AIM OF THE TASK - In the data below, find every line that has the string "yellow", and copy it.

Stored items from a collection -
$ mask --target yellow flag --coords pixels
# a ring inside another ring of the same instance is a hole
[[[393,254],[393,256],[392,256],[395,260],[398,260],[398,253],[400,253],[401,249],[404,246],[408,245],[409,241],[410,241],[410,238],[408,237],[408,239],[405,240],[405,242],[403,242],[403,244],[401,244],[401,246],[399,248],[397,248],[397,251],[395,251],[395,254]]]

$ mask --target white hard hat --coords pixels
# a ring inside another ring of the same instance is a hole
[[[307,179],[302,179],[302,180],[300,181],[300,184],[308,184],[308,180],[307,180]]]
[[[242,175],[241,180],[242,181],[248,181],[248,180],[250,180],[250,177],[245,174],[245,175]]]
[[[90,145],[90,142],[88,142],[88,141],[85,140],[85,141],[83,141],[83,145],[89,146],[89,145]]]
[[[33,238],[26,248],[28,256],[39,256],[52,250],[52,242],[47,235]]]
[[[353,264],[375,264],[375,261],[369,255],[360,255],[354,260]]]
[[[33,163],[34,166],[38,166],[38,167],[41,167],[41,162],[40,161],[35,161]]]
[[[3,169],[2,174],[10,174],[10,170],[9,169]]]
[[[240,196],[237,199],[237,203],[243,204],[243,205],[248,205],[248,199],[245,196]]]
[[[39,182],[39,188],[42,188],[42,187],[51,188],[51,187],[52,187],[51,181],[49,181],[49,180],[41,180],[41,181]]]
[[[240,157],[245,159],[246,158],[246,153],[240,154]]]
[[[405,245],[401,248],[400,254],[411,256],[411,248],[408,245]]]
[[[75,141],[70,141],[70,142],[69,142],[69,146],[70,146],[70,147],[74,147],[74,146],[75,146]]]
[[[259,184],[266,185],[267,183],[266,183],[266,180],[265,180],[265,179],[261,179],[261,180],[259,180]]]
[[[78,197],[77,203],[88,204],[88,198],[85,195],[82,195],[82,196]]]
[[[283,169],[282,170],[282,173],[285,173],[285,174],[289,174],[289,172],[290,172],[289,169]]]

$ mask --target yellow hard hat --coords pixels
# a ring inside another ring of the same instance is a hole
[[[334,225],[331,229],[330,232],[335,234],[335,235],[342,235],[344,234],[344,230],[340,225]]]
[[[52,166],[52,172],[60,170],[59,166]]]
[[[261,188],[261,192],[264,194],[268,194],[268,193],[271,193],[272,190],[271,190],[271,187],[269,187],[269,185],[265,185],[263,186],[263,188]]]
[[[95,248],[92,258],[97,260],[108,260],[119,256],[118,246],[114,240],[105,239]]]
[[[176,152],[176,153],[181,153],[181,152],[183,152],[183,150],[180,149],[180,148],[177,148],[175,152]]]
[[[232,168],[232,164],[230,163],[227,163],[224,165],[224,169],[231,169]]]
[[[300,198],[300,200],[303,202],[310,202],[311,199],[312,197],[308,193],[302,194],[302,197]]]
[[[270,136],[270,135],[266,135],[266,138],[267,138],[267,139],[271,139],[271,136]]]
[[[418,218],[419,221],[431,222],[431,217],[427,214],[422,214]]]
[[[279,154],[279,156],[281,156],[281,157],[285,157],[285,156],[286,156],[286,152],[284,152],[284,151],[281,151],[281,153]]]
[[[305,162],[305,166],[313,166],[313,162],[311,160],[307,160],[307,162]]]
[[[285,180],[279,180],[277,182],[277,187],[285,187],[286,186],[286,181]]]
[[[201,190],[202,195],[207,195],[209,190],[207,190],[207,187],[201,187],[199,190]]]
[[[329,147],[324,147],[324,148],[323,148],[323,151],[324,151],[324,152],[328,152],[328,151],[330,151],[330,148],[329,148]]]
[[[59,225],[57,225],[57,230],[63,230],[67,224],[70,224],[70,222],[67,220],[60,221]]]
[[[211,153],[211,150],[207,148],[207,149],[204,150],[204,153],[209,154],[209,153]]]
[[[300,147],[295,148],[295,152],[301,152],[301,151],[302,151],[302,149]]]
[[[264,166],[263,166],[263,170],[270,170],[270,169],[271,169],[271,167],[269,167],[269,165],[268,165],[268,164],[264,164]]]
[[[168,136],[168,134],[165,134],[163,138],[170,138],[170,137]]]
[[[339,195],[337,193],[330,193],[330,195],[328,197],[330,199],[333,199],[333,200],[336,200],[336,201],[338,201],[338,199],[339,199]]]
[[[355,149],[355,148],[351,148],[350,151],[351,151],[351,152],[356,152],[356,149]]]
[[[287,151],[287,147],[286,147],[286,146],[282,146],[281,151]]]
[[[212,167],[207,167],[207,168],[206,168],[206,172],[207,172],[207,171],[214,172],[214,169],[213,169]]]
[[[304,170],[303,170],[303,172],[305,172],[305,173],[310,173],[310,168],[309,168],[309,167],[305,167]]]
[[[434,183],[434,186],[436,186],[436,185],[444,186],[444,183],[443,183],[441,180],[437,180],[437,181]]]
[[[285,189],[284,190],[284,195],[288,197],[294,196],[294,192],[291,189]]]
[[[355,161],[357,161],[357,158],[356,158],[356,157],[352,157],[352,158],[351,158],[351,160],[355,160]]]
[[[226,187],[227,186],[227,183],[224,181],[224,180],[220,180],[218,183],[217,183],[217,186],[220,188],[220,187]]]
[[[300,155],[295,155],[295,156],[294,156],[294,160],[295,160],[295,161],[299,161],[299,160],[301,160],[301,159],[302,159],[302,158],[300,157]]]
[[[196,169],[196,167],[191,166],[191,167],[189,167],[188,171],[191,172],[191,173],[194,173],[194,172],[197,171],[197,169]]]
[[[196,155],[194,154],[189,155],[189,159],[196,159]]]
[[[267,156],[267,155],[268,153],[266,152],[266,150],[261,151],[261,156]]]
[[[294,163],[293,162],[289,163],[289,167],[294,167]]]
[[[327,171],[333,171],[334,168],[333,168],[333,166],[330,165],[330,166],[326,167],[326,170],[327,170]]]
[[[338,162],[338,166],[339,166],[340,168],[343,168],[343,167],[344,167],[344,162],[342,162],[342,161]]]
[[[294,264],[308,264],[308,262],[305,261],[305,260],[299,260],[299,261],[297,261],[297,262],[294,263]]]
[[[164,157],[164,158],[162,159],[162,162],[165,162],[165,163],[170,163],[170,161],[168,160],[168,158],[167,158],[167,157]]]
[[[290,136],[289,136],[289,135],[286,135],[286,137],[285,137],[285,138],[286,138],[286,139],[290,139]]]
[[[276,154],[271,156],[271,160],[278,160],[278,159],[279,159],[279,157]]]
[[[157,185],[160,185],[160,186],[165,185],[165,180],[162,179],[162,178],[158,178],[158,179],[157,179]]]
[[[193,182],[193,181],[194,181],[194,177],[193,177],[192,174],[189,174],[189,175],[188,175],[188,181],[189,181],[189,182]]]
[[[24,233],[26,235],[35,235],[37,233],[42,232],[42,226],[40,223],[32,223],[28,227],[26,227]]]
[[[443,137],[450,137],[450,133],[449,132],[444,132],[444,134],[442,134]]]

==

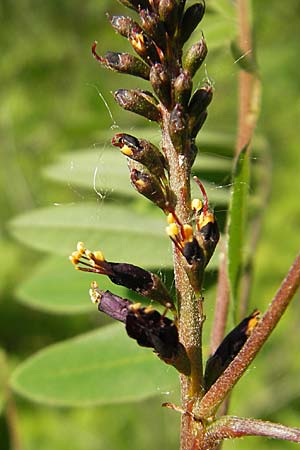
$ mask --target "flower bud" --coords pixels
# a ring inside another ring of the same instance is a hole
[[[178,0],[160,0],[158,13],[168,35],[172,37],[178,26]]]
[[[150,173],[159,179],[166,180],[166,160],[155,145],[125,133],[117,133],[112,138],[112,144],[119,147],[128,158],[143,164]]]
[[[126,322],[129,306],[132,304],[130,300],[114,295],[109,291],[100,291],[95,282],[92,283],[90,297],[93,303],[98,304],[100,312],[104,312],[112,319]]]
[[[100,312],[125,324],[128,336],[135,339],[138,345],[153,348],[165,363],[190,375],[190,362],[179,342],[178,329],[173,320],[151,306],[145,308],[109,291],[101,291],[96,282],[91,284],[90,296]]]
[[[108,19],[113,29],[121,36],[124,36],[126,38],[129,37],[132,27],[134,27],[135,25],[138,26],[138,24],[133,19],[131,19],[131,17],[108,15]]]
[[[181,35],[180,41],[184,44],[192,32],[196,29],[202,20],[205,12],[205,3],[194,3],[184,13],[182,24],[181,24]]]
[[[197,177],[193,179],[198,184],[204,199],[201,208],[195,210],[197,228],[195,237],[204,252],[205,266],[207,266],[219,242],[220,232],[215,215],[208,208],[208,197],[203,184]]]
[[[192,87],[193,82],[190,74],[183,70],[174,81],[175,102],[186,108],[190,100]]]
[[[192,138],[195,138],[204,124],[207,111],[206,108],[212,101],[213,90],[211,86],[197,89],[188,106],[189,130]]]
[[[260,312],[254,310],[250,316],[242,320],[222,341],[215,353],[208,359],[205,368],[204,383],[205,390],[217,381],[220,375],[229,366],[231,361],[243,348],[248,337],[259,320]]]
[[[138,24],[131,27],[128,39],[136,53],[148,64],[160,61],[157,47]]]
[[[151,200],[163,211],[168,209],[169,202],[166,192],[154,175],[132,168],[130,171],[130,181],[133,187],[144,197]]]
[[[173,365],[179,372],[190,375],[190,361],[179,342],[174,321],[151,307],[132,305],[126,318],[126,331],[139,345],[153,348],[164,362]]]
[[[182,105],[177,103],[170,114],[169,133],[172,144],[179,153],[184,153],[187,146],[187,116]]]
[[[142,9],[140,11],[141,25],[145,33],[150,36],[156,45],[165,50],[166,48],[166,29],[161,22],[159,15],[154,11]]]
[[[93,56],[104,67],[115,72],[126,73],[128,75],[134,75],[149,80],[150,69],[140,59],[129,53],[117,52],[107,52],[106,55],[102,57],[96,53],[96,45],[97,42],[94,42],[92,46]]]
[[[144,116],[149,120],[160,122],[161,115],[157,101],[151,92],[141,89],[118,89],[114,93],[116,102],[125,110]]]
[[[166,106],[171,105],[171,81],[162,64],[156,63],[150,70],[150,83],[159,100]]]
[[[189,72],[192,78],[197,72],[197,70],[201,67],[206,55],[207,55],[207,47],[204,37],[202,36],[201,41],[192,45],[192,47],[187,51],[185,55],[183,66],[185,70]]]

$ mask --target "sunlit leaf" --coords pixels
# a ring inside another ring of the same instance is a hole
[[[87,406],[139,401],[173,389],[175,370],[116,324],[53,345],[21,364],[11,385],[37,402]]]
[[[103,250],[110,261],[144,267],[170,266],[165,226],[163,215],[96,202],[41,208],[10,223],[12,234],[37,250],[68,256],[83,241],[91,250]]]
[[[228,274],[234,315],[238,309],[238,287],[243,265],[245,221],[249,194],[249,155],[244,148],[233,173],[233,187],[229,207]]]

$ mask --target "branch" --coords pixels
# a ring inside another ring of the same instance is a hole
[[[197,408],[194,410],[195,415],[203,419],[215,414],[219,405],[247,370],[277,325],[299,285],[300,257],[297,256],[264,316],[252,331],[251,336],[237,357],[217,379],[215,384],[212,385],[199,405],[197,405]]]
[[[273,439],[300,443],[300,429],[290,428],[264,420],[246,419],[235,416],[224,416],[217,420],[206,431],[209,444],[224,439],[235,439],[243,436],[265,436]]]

--

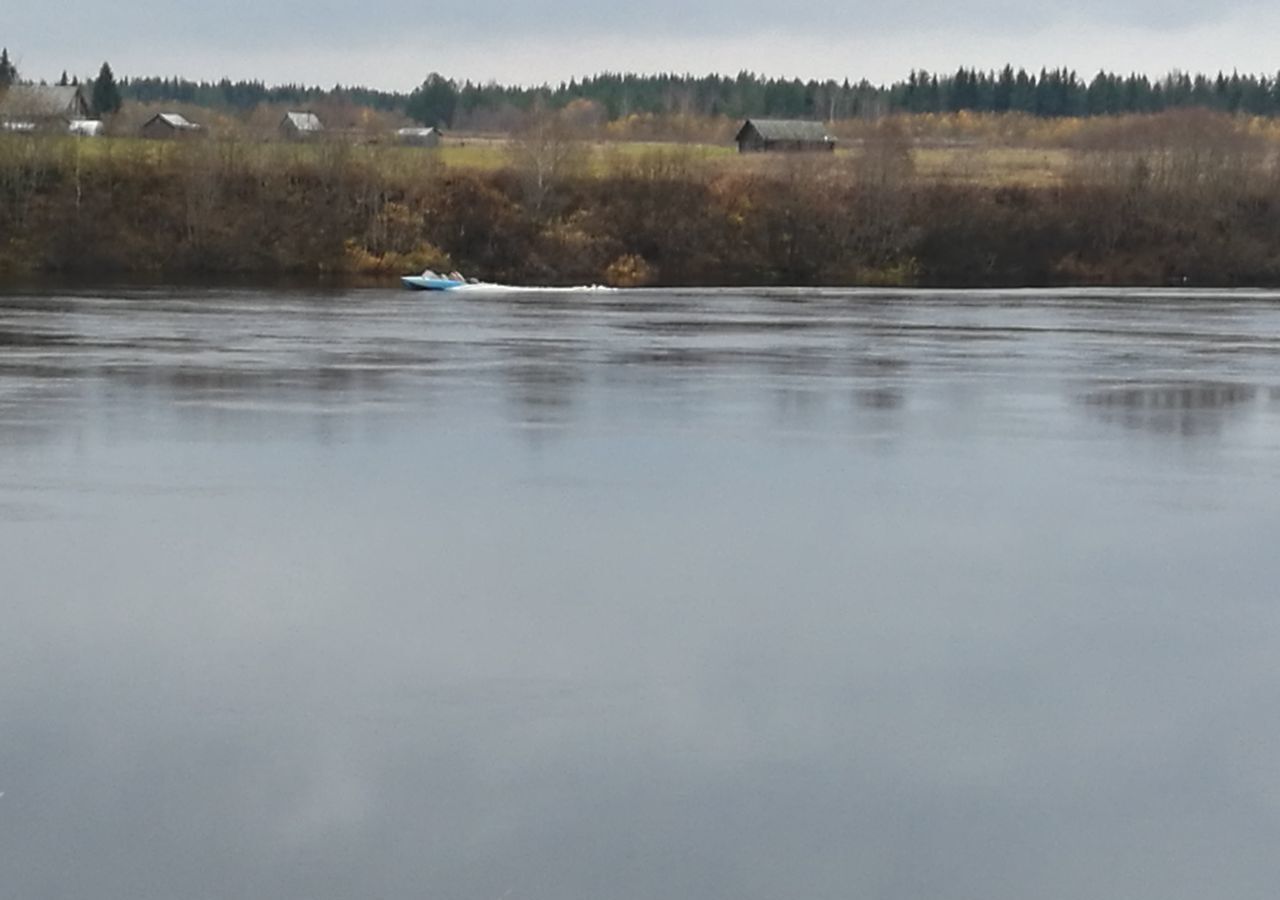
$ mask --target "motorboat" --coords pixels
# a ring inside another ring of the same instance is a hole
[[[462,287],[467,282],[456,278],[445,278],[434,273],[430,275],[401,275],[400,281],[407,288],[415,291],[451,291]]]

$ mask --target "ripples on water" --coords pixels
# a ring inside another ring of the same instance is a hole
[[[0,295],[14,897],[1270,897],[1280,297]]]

ANSWER AREA -
$ mask --target yellow flag --coords pixels
$ mask --target yellow hard hat --coords pixels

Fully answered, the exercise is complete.